■ WRITTEN REQUEST ■
Find every line in the material below that contains the word "concrete", and copy each of those lines in full.

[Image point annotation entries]
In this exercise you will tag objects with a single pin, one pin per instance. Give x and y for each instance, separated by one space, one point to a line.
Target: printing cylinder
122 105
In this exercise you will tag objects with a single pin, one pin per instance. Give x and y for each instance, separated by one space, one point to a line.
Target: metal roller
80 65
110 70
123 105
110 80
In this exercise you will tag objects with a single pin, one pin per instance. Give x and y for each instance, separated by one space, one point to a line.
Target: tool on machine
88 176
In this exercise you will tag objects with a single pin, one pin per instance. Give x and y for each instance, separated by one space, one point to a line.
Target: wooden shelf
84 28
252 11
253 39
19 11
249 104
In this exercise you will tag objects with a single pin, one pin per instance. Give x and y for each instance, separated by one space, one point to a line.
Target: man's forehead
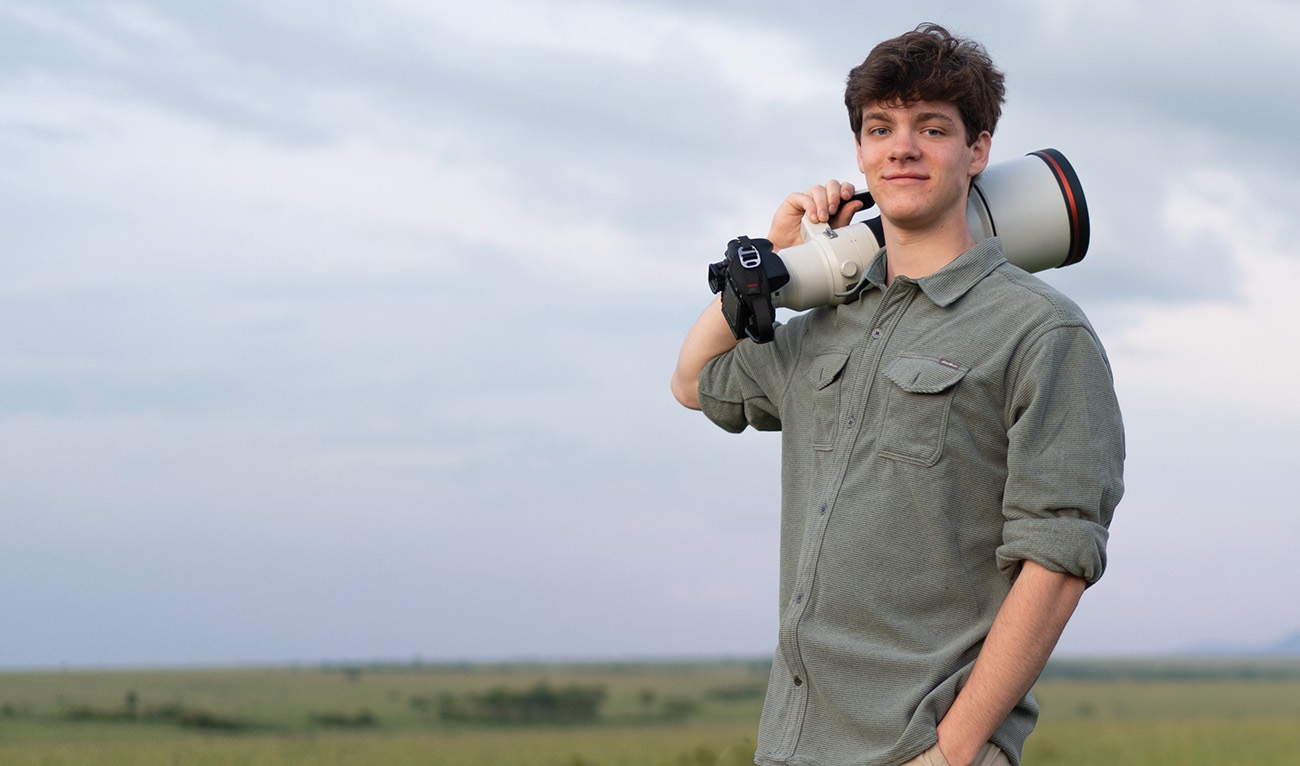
891 111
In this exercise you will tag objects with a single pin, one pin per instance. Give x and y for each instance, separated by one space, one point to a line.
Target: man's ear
979 154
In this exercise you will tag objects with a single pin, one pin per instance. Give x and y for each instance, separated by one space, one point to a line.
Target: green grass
1138 713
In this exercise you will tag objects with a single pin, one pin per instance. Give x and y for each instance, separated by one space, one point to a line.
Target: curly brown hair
928 64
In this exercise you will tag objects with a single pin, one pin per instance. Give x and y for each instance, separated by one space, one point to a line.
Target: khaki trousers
988 756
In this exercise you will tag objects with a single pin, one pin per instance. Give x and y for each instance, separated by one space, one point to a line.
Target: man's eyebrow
882 116
934 117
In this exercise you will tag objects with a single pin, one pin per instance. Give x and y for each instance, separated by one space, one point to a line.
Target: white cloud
766 65
1236 353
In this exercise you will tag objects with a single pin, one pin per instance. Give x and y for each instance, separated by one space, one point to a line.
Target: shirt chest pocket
917 409
826 375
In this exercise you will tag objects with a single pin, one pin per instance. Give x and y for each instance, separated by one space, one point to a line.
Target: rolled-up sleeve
1065 457
744 386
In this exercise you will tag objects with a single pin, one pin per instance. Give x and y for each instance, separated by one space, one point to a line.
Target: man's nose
904 146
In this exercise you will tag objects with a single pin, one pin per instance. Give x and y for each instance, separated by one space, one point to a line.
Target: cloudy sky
342 330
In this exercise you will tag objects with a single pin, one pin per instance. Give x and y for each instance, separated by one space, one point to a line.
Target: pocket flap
923 375
826 368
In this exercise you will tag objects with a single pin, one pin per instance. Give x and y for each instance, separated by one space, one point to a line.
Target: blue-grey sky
342 329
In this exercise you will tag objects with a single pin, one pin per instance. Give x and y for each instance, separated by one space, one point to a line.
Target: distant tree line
540 704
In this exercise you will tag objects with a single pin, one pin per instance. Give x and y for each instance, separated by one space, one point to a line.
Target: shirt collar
956 278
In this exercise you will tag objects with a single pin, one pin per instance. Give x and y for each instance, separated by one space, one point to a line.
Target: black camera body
746 278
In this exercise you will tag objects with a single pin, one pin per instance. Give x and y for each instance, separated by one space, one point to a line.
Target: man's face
918 164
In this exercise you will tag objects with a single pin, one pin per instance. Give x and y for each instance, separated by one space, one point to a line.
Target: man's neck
919 254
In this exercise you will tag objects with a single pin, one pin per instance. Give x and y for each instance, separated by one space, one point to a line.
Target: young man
952 448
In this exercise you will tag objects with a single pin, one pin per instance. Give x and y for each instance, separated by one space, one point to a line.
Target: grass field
650 714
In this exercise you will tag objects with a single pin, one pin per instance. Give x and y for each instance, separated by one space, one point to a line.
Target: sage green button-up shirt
934 436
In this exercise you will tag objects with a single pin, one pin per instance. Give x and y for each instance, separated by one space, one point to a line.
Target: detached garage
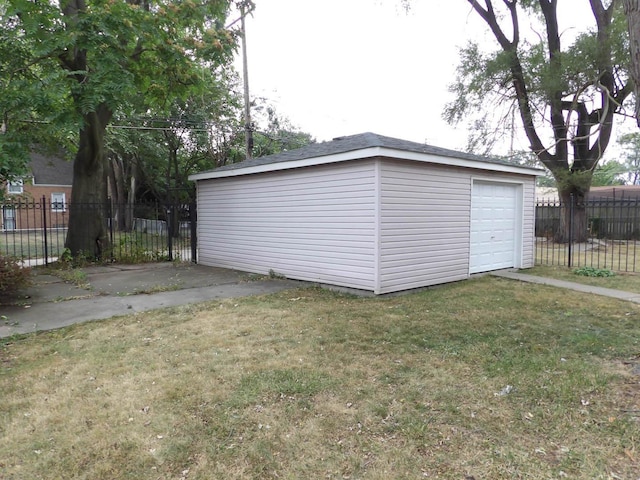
367 212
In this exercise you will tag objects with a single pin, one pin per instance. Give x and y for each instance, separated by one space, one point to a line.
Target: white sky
341 67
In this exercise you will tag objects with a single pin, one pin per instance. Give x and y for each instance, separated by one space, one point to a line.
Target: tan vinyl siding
315 223
424 225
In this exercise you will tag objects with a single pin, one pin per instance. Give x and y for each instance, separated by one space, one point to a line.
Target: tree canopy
564 86
74 64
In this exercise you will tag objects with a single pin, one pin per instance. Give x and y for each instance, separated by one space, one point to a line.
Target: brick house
42 195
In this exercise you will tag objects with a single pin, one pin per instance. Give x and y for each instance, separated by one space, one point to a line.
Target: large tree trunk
573 216
87 235
632 9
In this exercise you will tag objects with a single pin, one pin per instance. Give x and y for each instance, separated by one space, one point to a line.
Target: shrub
13 276
594 272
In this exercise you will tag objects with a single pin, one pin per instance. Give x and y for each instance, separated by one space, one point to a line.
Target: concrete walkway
578 287
124 289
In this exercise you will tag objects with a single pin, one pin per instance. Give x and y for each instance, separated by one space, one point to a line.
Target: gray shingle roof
50 170
356 142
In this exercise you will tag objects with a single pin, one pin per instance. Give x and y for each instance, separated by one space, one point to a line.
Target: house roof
50 170
364 145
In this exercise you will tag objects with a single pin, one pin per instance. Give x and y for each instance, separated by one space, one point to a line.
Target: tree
632 10
607 174
97 56
566 98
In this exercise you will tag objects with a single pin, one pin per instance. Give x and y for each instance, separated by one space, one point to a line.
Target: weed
275 275
13 276
594 272
75 276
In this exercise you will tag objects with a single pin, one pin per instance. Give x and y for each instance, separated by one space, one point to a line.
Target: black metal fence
599 234
35 231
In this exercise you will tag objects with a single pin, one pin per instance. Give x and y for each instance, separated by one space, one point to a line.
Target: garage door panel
493 226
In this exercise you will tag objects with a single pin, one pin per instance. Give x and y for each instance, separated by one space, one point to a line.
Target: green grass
628 282
316 384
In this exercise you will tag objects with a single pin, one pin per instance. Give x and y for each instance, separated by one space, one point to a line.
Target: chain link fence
35 231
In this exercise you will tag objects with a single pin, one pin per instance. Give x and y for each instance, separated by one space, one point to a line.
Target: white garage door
494 226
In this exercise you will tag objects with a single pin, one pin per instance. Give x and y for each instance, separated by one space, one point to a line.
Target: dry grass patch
315 384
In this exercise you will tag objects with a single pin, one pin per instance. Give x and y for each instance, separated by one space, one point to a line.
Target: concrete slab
120 290
578 287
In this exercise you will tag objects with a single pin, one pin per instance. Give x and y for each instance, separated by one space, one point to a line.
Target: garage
367 212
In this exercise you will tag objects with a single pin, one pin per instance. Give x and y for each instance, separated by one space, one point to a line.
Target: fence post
44 230
110 215
193 215
169 232
570 230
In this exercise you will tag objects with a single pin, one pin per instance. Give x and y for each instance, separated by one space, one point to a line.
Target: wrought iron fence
598 233
35 231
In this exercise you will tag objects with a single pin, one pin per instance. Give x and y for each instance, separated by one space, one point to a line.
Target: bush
13 276
594 272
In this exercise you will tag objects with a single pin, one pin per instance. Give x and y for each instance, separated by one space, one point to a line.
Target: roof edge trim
369 152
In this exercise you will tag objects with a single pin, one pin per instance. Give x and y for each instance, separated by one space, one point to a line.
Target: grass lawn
483 379
628 282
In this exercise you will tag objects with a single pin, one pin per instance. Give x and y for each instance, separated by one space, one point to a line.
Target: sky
342 67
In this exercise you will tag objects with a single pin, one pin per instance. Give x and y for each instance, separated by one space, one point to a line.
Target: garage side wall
424 225
314 223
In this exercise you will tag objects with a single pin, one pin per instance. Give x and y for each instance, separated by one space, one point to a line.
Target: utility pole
248 132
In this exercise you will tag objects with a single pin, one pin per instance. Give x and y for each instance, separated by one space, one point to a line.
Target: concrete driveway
114 290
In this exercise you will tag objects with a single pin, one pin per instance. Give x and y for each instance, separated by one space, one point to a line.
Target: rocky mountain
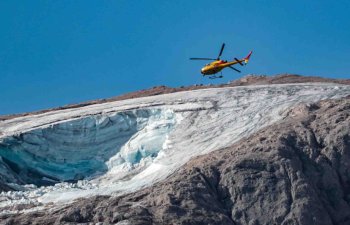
266 154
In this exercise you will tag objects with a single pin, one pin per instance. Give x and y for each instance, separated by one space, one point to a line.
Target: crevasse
86 147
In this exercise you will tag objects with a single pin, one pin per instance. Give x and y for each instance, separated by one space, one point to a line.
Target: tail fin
246 59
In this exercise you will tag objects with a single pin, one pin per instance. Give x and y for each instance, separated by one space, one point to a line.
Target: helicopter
218 65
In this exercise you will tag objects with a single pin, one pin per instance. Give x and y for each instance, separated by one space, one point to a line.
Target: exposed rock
157 90
293 172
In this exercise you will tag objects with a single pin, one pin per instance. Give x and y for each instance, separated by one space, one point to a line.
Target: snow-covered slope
118 147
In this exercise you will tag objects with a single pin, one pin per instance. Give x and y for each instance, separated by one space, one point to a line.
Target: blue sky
59 52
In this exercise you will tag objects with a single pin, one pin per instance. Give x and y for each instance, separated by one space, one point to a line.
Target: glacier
118 147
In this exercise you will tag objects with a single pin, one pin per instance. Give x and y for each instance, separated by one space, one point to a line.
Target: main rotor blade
239 62
202 59
222 49
235 69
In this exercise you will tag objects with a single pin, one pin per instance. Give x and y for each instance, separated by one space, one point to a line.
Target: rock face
158 90
293 172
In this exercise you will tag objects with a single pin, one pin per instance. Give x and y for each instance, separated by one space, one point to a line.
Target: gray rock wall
294 172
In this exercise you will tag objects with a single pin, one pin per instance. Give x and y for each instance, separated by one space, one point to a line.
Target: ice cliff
118 147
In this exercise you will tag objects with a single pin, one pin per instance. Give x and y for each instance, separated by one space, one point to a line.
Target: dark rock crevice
293 172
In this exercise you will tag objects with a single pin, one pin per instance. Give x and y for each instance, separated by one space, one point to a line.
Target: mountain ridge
157 90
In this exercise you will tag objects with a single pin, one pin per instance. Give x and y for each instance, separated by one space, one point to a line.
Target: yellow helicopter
216 66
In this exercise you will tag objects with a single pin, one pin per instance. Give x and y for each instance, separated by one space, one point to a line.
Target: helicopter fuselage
217 66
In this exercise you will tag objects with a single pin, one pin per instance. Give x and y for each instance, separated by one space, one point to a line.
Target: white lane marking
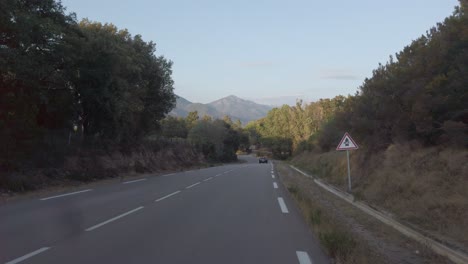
32 254
134 181
193 185
113 219
66 194
283 207
303 257
167 196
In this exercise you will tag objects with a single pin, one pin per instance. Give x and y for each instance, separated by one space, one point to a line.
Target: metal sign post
347 143
349 172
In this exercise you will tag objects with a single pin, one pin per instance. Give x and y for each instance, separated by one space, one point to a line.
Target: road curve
237 213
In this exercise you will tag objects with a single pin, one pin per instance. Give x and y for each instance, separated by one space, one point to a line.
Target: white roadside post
347 143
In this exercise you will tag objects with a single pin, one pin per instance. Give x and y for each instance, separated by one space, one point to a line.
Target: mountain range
232 106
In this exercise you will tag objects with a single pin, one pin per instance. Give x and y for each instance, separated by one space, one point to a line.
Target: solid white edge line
29 255
193 185
303 257
167 196
283 207
113 219
127 182
66 194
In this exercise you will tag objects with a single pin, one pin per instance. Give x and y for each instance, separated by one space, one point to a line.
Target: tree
34 91
192 119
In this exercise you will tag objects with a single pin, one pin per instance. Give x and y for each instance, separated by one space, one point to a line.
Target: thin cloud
338 75
257 64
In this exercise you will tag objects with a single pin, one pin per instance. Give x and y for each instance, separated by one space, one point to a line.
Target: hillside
410 120
232 106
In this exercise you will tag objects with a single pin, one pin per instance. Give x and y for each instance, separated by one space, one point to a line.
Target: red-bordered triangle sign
347 143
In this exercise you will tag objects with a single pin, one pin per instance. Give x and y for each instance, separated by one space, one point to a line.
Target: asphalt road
238 213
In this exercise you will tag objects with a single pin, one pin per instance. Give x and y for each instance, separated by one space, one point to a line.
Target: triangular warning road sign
347 143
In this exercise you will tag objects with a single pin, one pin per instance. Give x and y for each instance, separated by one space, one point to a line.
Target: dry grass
427 188
346 233
90 166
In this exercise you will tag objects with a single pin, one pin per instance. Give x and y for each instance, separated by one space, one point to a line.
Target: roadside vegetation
345 233
82 100
410 120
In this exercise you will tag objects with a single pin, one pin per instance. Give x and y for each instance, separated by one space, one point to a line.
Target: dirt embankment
425 188
91 166
346 233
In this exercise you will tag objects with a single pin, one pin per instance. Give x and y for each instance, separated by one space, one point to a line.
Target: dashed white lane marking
193 185
303 257
167 196
127 182
113 219
29 255
66 194
283 207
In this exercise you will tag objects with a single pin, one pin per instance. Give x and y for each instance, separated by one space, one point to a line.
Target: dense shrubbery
86 81
421 95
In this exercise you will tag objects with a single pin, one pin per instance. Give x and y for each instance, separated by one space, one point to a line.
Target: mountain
244 110
233 106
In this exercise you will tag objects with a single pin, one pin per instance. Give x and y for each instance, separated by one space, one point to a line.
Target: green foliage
124 89
215 139
172 127
419 96
337 243
57 74
289 129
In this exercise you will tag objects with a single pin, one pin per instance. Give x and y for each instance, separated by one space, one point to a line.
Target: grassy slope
426 188
346 233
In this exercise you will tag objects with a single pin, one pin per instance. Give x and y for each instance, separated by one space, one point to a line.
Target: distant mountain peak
231 105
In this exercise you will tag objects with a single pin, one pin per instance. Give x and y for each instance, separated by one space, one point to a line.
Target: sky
270 51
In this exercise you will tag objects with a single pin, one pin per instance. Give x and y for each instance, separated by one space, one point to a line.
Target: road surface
237 213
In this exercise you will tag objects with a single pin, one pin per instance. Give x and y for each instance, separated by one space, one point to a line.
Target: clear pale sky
271 51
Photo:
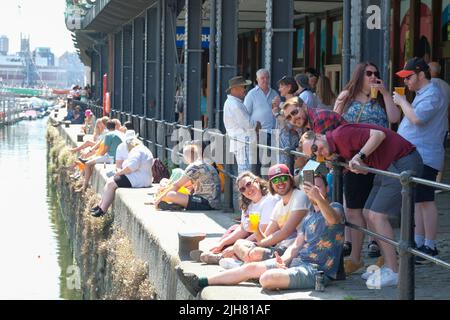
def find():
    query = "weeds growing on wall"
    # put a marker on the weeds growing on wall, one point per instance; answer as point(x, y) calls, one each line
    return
point(109, 269)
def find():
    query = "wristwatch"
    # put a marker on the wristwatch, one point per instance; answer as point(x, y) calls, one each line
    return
point(361, 155)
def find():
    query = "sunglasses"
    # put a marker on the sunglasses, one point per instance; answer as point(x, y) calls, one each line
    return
point(280, 179)
point(292, 114)
point(246, 186)
point(370, 73)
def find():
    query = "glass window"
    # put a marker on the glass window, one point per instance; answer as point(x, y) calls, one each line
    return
point(445, 20)
point(312, 44)
point(426, 31)
point(336, 46)
point(300, 43)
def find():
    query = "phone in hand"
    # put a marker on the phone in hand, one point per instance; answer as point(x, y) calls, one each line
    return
point(110, 174)
point(308, 176)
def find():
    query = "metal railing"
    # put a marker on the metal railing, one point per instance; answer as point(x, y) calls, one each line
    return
point(155, 134)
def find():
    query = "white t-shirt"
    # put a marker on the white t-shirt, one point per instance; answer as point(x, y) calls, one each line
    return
point(140, 160)
point(264, 206)
point(281, 212)
point(122, 151)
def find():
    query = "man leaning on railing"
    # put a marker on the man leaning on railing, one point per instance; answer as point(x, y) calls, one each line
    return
point(383, 149)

■ SOLVED EXERCISE ■
Target: concrete walkway
Target: concrete slab
Target: concrete driveway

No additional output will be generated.